## [PROBLEM DESCRIPTION]
In the records below, please render everything from the line containing "job | pin one point per instance of the santa claus" down to the line containing "[(418, 87)]", both included, as a JSON list of strings. Use one string per line and leave out blank lines.

>>>>

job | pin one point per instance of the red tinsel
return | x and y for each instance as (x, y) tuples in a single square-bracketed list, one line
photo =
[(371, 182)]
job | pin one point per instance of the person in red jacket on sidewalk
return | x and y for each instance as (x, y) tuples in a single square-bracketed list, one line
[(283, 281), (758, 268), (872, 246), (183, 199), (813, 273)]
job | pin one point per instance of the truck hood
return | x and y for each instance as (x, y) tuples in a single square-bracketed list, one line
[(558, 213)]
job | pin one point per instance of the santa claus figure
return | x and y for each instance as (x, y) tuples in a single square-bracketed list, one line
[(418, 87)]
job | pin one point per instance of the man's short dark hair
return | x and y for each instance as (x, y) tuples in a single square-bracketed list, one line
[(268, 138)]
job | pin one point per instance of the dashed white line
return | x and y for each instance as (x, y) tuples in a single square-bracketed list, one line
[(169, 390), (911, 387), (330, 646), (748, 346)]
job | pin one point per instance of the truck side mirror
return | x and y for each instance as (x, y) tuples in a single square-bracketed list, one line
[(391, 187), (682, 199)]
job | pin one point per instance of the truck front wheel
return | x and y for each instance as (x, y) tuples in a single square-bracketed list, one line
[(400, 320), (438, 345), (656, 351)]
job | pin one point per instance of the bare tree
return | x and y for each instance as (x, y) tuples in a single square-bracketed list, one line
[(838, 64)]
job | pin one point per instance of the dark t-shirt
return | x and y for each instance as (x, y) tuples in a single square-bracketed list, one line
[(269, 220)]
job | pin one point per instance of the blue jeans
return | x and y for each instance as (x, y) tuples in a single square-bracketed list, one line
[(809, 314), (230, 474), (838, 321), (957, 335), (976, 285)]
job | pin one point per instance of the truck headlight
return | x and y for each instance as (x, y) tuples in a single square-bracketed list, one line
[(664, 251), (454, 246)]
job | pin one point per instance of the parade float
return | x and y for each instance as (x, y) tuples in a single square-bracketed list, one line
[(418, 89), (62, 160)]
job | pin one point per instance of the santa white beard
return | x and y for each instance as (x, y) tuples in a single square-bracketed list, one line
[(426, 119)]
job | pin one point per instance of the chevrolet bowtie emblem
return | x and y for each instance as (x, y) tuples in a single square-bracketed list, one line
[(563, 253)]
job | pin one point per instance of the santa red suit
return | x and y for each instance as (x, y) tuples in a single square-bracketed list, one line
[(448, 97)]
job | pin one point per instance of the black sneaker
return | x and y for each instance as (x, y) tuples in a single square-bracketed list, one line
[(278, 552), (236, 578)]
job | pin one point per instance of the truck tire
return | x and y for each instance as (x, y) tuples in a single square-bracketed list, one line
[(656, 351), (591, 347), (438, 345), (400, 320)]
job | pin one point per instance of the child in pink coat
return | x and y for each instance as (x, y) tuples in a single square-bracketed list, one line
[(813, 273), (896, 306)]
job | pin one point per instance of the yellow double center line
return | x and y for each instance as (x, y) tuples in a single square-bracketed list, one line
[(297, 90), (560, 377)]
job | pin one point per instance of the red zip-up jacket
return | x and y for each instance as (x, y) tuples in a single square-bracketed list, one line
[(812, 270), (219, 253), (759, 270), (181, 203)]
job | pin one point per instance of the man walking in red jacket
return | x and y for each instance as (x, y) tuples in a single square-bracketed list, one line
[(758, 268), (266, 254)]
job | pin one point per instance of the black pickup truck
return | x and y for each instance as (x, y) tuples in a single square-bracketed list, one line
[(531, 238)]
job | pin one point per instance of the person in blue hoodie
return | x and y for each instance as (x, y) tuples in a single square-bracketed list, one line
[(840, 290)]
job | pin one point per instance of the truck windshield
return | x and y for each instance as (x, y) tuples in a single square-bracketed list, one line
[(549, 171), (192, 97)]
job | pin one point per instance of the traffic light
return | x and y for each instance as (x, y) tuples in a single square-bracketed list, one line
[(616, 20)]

<<<<

## [SOLUTION TO THIS EXERCISE]
[
  "job | pin one point per instance of the santa claus figure",
  "return | x and y for each instance as (x, y) tuples in a single square-bracketed list, one line",
  "[(418, 87)]"
]